───── Record excerpts
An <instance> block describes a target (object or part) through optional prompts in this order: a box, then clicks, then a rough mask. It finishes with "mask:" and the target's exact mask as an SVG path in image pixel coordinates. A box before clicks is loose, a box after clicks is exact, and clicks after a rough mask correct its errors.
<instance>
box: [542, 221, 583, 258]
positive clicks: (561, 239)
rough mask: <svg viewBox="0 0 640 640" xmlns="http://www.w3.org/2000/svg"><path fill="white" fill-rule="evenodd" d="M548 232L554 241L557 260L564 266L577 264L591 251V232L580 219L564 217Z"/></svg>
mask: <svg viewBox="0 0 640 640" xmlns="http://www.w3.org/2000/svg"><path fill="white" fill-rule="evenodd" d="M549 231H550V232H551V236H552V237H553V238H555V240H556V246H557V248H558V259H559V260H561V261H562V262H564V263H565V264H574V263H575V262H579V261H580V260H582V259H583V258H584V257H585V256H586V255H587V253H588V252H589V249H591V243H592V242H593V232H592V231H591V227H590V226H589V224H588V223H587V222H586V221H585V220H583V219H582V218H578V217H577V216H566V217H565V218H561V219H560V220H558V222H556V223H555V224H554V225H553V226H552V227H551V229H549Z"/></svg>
──────────
───── Record excerpts
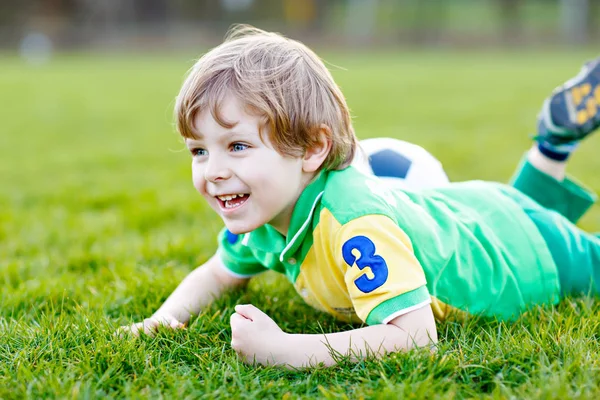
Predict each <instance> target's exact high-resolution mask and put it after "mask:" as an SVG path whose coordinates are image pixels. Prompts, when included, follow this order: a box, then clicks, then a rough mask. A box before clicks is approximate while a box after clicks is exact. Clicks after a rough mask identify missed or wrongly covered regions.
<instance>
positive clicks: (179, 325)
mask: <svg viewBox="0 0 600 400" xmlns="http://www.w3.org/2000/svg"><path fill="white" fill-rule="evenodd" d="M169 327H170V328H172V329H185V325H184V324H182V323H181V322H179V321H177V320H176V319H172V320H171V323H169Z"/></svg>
──────────
» **Your instructions**
List every line in the entries that contains the word "positive".

» **Answer**
positive clicks: (561, 239)
positive clicks: (179, 325)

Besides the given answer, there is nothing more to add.